(Beginning of Given data)

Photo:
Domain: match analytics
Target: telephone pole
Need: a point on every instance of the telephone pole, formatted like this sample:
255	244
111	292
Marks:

(End of Given data)

◆ Action item ◆
Your answer should be the whole listing above, repeated exactly as it appears.

◆ Result ◆
Photo:
Domain: match analytics
Target: telephone pole
Need: a point on every instance of the telephone pole, formatted like this sample:
255	244
111	292
Marks:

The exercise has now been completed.